TASK SET:
1. In the compost product review, how much Espoma organic compost starter is needed per 16 square feet of compost?
2. Write the next part of the compost product review, picking up after its final sentence.

SUPPLIED TEXT:
Furthermore, it’s compatible with a broad range of composting applications. Its unique formulation helps to produce true humus. You have less to worry about since it’s human and pet friendly. The compost accelerator comes in a 3lb package. Therefore you can use it a couple of times.
- It supports versatile composting applications
- Completely natural and organic
- It’s both human and pet friendly
- Its packaging needs improvement. Once you open it, resealing it is hard.
The Espoma organic compost starter has beneficial microbes that speed up the decomposition of organic wastes. Its constitution employs 100 percent bio organic mixture and PH balancers.
To reap efficient composting, add the organic composter whenever you add a fresh layer of organic materials. Though it comes in a 4lbs bag, you need 1 cup of the compost starter per 16 square feet of compost.
You need to add the Bio-Excelerator to a fresh organic pile. In addition you have to moisten and turn it on often. That way, you can have the compost ready in about months.

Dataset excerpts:

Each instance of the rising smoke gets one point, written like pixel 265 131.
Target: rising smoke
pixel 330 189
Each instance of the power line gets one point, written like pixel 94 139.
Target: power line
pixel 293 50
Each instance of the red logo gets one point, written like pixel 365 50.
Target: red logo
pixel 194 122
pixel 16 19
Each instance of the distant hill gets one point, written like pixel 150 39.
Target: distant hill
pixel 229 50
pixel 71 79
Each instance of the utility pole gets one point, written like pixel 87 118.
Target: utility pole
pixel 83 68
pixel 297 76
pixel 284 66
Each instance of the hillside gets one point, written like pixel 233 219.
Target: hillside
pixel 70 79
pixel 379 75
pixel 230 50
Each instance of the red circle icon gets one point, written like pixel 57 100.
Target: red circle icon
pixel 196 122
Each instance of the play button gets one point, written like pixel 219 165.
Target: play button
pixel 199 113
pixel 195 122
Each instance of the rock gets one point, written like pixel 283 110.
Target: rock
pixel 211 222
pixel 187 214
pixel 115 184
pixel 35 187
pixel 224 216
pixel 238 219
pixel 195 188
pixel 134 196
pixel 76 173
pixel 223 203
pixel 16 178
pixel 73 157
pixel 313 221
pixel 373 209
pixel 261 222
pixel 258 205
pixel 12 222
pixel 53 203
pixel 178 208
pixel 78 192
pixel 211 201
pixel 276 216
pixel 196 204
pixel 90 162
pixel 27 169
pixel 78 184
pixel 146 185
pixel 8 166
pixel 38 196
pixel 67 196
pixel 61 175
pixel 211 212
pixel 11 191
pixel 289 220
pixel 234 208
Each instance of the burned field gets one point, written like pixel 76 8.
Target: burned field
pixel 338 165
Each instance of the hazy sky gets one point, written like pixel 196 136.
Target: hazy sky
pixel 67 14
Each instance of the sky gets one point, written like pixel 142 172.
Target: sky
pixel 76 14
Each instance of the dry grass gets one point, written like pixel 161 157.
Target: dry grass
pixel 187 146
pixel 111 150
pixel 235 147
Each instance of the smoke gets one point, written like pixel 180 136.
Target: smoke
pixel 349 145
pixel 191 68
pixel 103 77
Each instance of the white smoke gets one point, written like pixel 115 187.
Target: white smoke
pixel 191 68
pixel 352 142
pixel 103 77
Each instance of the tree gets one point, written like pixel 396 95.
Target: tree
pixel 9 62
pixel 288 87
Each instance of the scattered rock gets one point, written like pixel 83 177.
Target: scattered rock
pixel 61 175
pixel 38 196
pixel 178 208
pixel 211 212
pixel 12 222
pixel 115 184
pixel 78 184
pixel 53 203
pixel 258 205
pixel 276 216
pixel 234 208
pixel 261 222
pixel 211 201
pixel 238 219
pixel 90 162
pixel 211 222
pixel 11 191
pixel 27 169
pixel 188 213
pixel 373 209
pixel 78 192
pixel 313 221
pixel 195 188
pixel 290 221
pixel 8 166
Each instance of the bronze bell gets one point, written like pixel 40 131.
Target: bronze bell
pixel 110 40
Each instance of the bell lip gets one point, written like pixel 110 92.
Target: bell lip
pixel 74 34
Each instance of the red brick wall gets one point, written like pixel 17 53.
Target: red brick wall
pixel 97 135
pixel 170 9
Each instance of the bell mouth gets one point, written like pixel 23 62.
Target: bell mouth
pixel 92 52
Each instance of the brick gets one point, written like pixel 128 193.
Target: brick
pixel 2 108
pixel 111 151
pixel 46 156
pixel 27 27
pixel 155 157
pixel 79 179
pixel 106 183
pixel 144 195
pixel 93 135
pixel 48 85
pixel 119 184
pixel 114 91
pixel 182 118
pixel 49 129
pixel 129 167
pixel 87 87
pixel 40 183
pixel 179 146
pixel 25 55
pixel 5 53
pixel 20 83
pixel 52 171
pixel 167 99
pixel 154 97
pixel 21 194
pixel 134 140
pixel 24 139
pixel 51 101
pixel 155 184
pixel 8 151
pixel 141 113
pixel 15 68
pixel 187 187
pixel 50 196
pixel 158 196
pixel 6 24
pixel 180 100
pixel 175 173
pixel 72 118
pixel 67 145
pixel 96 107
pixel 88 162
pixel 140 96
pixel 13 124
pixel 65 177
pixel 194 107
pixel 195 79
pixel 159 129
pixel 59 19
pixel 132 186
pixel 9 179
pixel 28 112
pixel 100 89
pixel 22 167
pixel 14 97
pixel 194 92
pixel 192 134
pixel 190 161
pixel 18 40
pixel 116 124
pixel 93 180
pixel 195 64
...
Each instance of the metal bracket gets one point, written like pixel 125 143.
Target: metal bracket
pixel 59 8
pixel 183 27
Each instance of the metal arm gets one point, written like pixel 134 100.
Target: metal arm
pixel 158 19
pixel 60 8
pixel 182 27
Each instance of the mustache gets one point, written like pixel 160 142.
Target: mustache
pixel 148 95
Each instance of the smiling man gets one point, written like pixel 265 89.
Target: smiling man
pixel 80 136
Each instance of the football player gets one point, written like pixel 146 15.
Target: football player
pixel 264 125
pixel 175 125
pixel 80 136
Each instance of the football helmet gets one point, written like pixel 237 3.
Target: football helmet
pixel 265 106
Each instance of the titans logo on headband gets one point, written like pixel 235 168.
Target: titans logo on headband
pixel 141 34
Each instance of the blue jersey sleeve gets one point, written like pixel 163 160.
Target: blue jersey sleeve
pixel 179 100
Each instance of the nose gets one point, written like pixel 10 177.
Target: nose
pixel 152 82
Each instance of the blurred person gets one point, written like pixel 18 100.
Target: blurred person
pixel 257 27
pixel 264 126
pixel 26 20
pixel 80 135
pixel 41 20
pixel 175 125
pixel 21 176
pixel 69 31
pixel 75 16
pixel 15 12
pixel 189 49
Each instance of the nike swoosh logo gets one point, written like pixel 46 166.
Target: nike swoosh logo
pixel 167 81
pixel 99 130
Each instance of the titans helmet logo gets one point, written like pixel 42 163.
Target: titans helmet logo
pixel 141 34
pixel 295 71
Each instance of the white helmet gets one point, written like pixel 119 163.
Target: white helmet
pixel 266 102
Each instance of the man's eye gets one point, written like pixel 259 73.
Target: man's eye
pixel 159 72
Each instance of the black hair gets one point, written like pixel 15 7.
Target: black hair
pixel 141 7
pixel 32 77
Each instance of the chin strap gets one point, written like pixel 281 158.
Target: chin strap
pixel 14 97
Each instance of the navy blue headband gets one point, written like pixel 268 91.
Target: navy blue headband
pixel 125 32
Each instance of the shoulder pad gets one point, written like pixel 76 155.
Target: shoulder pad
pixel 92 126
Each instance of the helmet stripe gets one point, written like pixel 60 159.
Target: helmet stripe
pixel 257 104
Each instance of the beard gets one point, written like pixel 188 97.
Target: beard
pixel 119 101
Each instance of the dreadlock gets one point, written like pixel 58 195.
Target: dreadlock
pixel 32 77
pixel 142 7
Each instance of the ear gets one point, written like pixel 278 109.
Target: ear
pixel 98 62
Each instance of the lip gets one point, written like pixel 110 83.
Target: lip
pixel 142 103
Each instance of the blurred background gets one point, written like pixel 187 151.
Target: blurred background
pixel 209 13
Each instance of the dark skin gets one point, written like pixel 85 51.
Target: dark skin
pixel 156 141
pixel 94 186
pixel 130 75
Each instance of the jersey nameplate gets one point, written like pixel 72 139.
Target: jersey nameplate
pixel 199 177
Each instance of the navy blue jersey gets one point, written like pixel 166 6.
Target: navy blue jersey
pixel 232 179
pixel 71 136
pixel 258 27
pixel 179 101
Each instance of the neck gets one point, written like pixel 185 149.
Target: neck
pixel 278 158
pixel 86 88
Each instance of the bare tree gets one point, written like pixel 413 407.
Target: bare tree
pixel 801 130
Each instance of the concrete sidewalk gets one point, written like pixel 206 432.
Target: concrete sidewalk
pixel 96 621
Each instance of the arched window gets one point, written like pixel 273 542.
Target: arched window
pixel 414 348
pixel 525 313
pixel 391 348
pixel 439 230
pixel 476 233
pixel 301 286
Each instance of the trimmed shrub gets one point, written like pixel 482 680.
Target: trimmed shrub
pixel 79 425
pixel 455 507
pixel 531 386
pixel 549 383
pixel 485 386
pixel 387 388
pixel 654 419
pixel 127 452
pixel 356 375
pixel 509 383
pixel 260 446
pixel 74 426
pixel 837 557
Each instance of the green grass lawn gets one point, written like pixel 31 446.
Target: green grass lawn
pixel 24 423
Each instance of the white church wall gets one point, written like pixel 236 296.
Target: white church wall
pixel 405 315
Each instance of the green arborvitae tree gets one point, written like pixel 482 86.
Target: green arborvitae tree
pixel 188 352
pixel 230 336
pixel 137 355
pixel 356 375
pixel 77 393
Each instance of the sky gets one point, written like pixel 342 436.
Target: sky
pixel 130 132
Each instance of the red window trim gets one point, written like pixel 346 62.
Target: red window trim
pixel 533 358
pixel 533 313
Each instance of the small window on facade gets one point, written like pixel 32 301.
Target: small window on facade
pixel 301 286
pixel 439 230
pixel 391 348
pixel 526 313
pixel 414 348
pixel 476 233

RESULTS FOR THE EXERCISE:
1. 1 cup

2.
- 100 percent natural
- Friendly to pets
- Produces humus in about three months
- Simple to use
- It has a strong smell
- Needs reapplication every time you add a layer of organic wastes
Do Compost Starters Work?
Long story short, yes, compost starters do actually work. Again, they aren’t necessary if you have a proper balance of materials, but adding some compost starter can help you get good compost quicker. That means richer fertilizer for your garden soil. You can buy a compost starter or make your own.
How to Make a Compost Starter?
If you don’t want to spend the money on buying packaged compost starter, you can always DIY it and make your own compost tea starter. To make your own compost tea, you’ll need:
- A sealable container
- One bottle of beer
- One can of regular soda (not diet!)
- Half a cup of ammonia
- Two gallons of warm water
Combine half of the beer, the whole can of soda, and the half cup of ammonia in the container, like a sealable bucket, and then add the two gallons of water. The yeast from the beer and added boost of ammonia will help speed up the decomposition process, while the soda will provide extra sugars for the microbes.
Once you’ve made the mixture, you can transfer some of it to a watering can and sprinkle it on top of your beginning compost pile. It’s essential to use a sealable container because you won’t use all of the mixture at once. You can sprinkle the mixture once every few days.
What’s The Best Way to Set Up and Maintain a Compost Pile?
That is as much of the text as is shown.